─── Records for this task
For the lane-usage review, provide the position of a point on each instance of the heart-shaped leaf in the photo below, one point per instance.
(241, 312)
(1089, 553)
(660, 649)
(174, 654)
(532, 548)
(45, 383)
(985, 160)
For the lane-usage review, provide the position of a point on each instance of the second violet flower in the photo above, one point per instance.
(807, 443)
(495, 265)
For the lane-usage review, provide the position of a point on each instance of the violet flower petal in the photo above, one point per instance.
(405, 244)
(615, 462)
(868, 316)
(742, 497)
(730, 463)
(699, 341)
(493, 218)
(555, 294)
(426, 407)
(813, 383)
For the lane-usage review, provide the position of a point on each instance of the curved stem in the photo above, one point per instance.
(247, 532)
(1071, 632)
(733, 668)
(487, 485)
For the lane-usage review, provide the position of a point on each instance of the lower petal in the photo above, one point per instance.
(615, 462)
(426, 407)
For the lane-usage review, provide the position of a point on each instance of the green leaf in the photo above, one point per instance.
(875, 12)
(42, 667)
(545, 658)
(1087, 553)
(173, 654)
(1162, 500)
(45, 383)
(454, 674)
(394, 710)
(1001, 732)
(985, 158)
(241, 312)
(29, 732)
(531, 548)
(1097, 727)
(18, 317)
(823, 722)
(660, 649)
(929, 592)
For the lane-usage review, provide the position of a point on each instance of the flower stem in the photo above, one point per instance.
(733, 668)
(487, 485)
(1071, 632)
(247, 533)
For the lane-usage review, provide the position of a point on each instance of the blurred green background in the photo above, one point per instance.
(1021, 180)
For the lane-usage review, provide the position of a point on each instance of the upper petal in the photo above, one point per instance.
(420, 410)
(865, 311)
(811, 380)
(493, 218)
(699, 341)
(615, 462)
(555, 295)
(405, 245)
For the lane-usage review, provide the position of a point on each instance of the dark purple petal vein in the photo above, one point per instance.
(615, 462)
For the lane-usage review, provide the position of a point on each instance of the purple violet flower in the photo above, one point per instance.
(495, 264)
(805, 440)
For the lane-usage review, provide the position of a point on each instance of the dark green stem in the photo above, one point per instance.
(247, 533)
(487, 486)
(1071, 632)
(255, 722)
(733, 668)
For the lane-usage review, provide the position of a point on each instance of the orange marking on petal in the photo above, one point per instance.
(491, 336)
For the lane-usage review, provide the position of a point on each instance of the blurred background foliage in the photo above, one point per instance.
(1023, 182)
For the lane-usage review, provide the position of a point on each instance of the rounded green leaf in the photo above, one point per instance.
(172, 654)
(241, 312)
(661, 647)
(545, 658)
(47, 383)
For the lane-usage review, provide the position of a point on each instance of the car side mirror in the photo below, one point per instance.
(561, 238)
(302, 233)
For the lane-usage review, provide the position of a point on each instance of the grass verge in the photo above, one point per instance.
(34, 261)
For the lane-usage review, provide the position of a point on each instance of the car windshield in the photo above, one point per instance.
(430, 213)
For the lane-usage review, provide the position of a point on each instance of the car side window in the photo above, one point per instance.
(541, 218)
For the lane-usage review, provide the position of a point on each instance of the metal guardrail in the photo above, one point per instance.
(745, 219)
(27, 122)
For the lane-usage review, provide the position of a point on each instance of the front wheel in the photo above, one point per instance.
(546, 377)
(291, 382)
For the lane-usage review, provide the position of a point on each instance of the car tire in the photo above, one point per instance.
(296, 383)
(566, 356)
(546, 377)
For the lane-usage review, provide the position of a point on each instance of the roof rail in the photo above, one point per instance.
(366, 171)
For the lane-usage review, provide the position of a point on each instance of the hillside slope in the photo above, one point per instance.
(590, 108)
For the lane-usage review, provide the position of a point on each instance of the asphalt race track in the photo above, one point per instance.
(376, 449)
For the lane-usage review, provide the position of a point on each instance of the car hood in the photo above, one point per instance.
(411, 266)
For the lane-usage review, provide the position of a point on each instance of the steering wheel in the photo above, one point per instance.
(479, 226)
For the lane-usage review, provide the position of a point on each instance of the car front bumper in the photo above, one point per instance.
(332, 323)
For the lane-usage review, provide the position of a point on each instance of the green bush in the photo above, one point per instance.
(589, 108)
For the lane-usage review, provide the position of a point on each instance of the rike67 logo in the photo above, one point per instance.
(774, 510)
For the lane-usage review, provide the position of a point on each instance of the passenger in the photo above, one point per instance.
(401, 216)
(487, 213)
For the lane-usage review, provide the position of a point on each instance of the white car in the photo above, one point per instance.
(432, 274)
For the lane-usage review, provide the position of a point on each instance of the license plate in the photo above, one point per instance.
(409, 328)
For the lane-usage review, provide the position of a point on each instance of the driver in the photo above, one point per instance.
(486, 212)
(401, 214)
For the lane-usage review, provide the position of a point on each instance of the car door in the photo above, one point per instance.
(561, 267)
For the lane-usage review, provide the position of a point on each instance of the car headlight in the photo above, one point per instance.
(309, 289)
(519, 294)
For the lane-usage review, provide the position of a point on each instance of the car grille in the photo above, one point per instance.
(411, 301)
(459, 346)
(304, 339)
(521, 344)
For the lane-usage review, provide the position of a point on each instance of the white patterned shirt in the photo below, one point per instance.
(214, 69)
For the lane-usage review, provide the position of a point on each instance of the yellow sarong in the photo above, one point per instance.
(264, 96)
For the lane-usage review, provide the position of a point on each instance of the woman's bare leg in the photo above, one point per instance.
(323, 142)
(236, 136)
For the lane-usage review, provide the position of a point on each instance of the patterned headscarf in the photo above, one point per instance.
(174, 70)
──────
Prompt:
Recast the listing above as a Markdown table with two columns, Row and Line. Put each nonblank line in order under Line with its sequence number under Row, and leave out any blank lines.

Response to the exercise:
| Row | Line |
|---|---|
| 1 | For the lane-usage review, provide the position of a point on each instance of the heart-shaped leaf in the photo below, one point per instance. |
| 2 | (241, 312) |
| 3 | (1089, 553) |
| 4 | (660, 649) |
| 5 | (174, 654) |
| 6 | (532, 548) |
| 7 | (45, 383) |
| 8 | (985, 160) |
| 9 | For the lane-usage review, provide the position of a point on each instance of the second violet flower in the photo above, one point per instance. |
| 10 | (807, 443) |
| 11 | (495, 265) |
| 12 | For the lane-usage review, provide the position of a point on each instance of the violet flower petal in the photo above, one point per instance. |
| 13 | (405, 244) |
| 14 | (615, 462) |
| 15 | (868, 316) |
| 16 | (742, 497) |
| 17 | (730, 463) |
| 18 | (699, 341) |
| 19 | (493, 218) |
| 20 | (555, 294) |
| 21 | (426, 407) |
| 22 | (813, 383) |
| 23 | For the lane-usage review, provide the position of a point on each instance of the curved stem in the photo above, one point per instance. |
| 24 | (247, 532) |
| 25 | (1071, 632) |
| 26 | (733, 668) |
| 27 | (487, 485) |
| 28 | For the lane-usage review, provide the position of a point on each instance of the lower petal in the photo above, one point per instance. |
| 29 | (615, 462) |
| 30 | (426, 407) |
| 31 | For the lane-usage review, provide the position of a point on each instance of the green leaf in the photo above, one point per instance. |
| 32 | (875, 12) |
| 33 | (42, 667) |
| 34 | (545, 658) |
| 35 | (1087, 553) |
| 36 | (173, 654) |
| 37 | (1162, 500) |
| 38 | (45, 383) |
| 39 | (454, 674) |
| 40 | (394, 710) |
| 41 | (1001, 732) |
| 42 | (985, 158) |
| 43 | (241, 312) |
| 44 | (29, 732) |
| 45 | (531, 548) |
| 46 | (1097, 727) |
| 47 | (18, 317) |
| 48 | (823, 722) |
| 49 | (660, 649) |
| 50 | (929, 592) |
| 51 | For the lane-usage review, provide the position of a point on each instance of the flower stem in the photo above, one point per instance. |
| 52 | (733, 668) |
| 53 | (487, 485) |
| 54 | (1071, 632) |
| 55 | (247, 533) |
| 56 | For the lane-usage review, provide the position of a point on each instance of the blurred green background in the photo above, one point per instance. |
| 57 | (1021, 180) |
| 58 | For the lane-usage review, provide the position of a point on each instance of the upper petal in the photo above, one point per instance. |
| 59 | (420, 410) |
| 60 | (865, 311) |
| 61 | (811, 380) |
| 62 | (493, 218) |
| 63 | (699, 341) |
| 64 | (615, 462) |
| 65 | (555, 295) |
| 66 | (405, 245) |
| 67 | For the lane-usage review, provide the position of a point on each instance of the dark purple petal vein in the photo above, one point per instance. |
| 68 | (615, 462) |
| 69 | For the lane-usage review, provide the position of a point on each instance of the purple violet flower in the photo above, one point per instance. |
| 70 | (495, 264) |
| 71 | (805, 440) |
| 72 | For the lane-usage review, provide the position of a point on each instance of the dark green stem in the photo above, one point per instance. |
| 73 | (247, 533) |
| 74 | (487, 486) |
| 75 | (1071, 632) |
| 76 | (255, 722) |
| 77 | (733, 668) |
| 78 | For the lane-usage review, provide the position of a point on each instance of the orange marking on petal in the photo above, one point per instance. |
| 79 | (491, 336) |
| 80 | For the lane-usage review, provide the position of a point on each instance of the blurred background foliage in the photo above, one point per instance. |
| 81 | (1023, 182) |
| 82 | For the lane-usage review, provide the position of a point on each instance of the rounded green leaf in the photo above, one point per instance. |
| 83 | (172, 654) |
| 84 | (241, 312) |
| 85 | (661, 647) |
| 86 | (545, 658) |
| 87 | (47, 383) |
| 88 | For the lane-usage review, provide the position of a point on each instance of the car side mirror in the photo below, one point per instance. |
| 89 | (561, 238) |
| 90 | (302, 233) |
| 91 | For the lane-usage review, provide the position of a point on each instance of the grass verge in the photo above, one point per instance. |
| 92 | (34, 261) |
| 93 | For the lane-usage review, provide the position of a point on each instance of the car windshield in the photo above, one point per instance. |
| 94 | (430, 213) |
| 95 | For the lane-usage review, provide the position of a point on each instance of the car side window in the photo above, one point per instance. |
| 96 | (541, 218) |
| 97 | For the lane-usage review, provide the position of a point on each instance of the metal guardrail in the photo above, one point per instance. |
| 98 | (745, 219) |
| 99 | (27, 122) |
| 100 | For the lane-usage review, provide the position of a point on each instance of the front wheel in the photo above, one point per instance. |
| 101 | (546, 377) |
| 102 | (291, 382) |
| 103 | For the lane-usage review, provide the position of a point on each instance of the car tire in the photo above, one point per instance. |
| 104 | (296, 383) |
| 105 | (566, 356) |
| 106 | (546, 377) |
| 107 | For the lane-usage review, provide the position of a point on each instance of the roof rail in the photo above, one point per instance. |
| 108 | (366, 171) |
| 109 | For the lane-usage review, provide the position of a point on each instance of the hillside slope in the photo above, one point per instance. |
| 110 | (590, 108) |
| 111 | For the lane-usage review, provide the position of a point on each instance of the asphalt race track in the photo above, one point per instance. |
| 112 | (376, 449) |
| 113 | For the lane-usage review, provide the position of a point on each instance of the car hood in the photo above, one point per instance. |
| 114 | (411, 266) |
| 115 | For the lane-usage review, provide the position of a point on each instance of the steering wheel in the photo above, one point per instance. |
| 116 | (479, 226) |
| 117 | For the lane-usage review, provide the position of a point on each instance of the car front bumper in the photo above, one point per instance. |
| 118 | (332, 323) |
| 119 | For the lane-usage review, provide the position of a point on each instance of the green bush in the photo above, one point per instance. |
| 120 | (589, 108) |
| 121 | For the lane-usage review, provide the position of a point on each instance of the rike67 logo in the photo above, one point per instance. |
| 122 | (774, 510) |
| 123 | For the lane-usage review, provide the position of a point on each instance of the passenger in the photo above, one point per instance. |
| 124 | (401, 216) |
| 125 | (487, 213) |
| 126 | For the lane-usage review, provide the position of a point on each instance of the white car in the photo above, one point per instance. |
| 127 | (432, 274) |
| 128 | For the lane-usage review, provide the position of a point on each instance of the license plate in the photo above, one point per instance. |
| 129 | (409, 328) |
| 130 | For the lane-usage review, provide the position of a point on each instance of the driver in the photo above, one point per instance. |
| 131 | (486, 212) |
| 132 | (401, 214) |
| 133 | For the lane-usage review, provide the position of a point on each instance of the car door in the photo above, one point per instance. |
| 134 | (561, 267) |
| 135 | For the lane-usage review, provide the position of a point on each instance of the car headlight in the photo above, one point per instance. |
| 136 | (309, 289) |
| 137 | (519, 294) |
| 138 | For the lane-usage review, provide the position of a point on each instance of the car grille in the photo above, one point per instance. |
| 139 | (411, 301) |
| 140 | (459, 346) |
| 141 | (304, 339) |
| 142 | (521, 344) |
| 143 | For the lane-usage review, provide the position of a point on each instance of the white patterned shirt in the photo below, one point per instance. |
| 144 | (214, 69) |
| 145 | For the lane-usage review, provide the position of a point on each instance of the yellow sarong in the photo above, one point per instance. |
| 146 | (264, 96) |
| 147 | For the lane-usage review, provide the position of a point on each instance of the woman's bare leg in the photo above, one point per instance. |
| 148 | (323, 142) |
| 149 | (236, 136) |
| 150 | For the lane-usage review, provide the position of a point on each instance of the patterned headscarf in the photo above, one point per instance. |
| 151 | (174, 70) |